By Liang-rong Chen, Elaine Huang
web only

On March 8, Microsoft filed suit against Hon Hai Precision Industry (known internationally as Foxconn Technology Group) in a Northern California District Court for violating a “confidential patent license agreement” the two companies signed in 2013.

Hon Hai Chairman Terry Gou responded angrily to the move at a press conference on March 12 in Taipei, saying the move typified Microsoft’s old “domineering mindset” was an attempt by the software giant to exert pressure on the mobile phone supply chain.

Gou argued that the battle should actually be between two American companies, Microsoft and Google, because Android was the one that had infringed on Microsoft patents. 

“You, Microsoft, should sue Google, but you’re afraid to charge it royalties. Instead, you collect fees from brand vendors and contractors. That’s Microsoft’s domineering mindset that dates back to when it monopolized the PC era,” Gou fumed.

Wearing a baseball cap with a Republic of China (Taiwan) flag and a red vest from the Ci-Hui Temple in Banqiao, Gou had trouble shaking off his exasperation during the rambling two-hour press conference in which he touched on everything from his late wife to the U.S.-China trade war and even displayed his daughter’s homework.

Photo by Elaine Huang

So what exactly are Microsoft and Hon Hai fighting about? There are four main issues:

Dispute 1: Suing to Uphold a Contract, not for Patent Infringement

One industry insider with ties to Microsoft who is familiar with the situation believes that Hon Hai’s press conference “missed the point.”

“[Microsoft] never mentions a patent infringement [in the lawsuit]. It simply says that [Hon Hai] did not carry out its obligations under the contract. It’s a basic commercial contract that should be enforced, just like a contract to rent a car or an apartment,” the insider says.

A lawyer specializing in technology who has worked in the electronics industry for many years said Microsoft’s main goal will be to convince a judge that Hon Hai is guilty of “bad faith breach of contract.”

The lawsuit alleges that Microsoft and Hon Hai agreed to a “Confidential Patent License Agreement” on April 1, 2013 under which Microsoft granted a worldwide patent portfolio license to Hon Hai for certain “covered products” it makes or sells. In exchange for that right, Hon Hai agreed to submit accurate royalty reports providing detailed information on its sales of those covered products on a per-unit basis to figure royalty payments.

In the event of a dispute, Hon Hai would be required to submit to an audit by an independent public accounting firm.

According to Microsoft’s complaint, the royalty reports provided by Hon Hai in 2014 were not accurate, and it has failed to provide any reports on Jan. 30 and July 30 each year as stipulated in the contract since 2015. The industry source familiar with the situation says Hon Hai only made payments in the first year of the agreement.

The suit alleges that despite numerous written and telephone requests for records and reports needed to perform an audit and dates on which the accounting firm could conduct on-site fieldwork at Hon Hai’s offices, Hon Hai did not produce a single document or give a date for on-site work.

__________________________________________________

*Problem description*.
Continue the article on Microsoft's lawsuit against Hon Hai, picking up after its final sentence.

*Information shown*.
__________________________________________________

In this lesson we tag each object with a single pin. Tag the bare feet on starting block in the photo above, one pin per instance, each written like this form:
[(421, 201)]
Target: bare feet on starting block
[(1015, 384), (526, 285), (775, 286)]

__________________________________________________

*Result for this exercise*.
In essence, the suit says, Hon Hai has failed to cooperate in the two-year period since Microsoft invoked its audit rights.      

“The agreement has a dispute arbitration clause that [Hon Hai] has ignored,” says the industry source, who spoke on condition of anonymity because of the sensitivity of the issue. “Microsoft has done everything it could do, and in the end the only option left was to go to court.”

Dispute 2: Why Make a Move amid the U.S.-China Trade War?

In a post on his Facebook page, Gou complained that “this case has dragged on for eight years, but [Microsoft] only decided to take action at this time. We only found out about the complaint when we received it very early this morning.”

He therefore concluded that Microsoft’s complaint was intended to “strike at the mountain to frighten the tiger,” meaning to deliberately issue an indirect warning to a potential rival. Gou believes the move was actually aimed at pushing leading Chinese smartphone brand Huawei for royalties on Android patents.

Microsoft does not want to anger Chinese customers and netizens by going after Huawei directly, so it “has turned its attention to small and weak Taiwan and pressured Taiwanese contract manufacturers to pay royalties on behalf of their customers,” Gou wrote.

InfoShare Tech Law Office senior partner Ben C.Y. Liu believes there may be something to Gou’s argument. Microsoft could have taken action much earlier, he contends, but it did not issue an “escalation notice,” or final ultimatum, to Hon Hai until March 2018.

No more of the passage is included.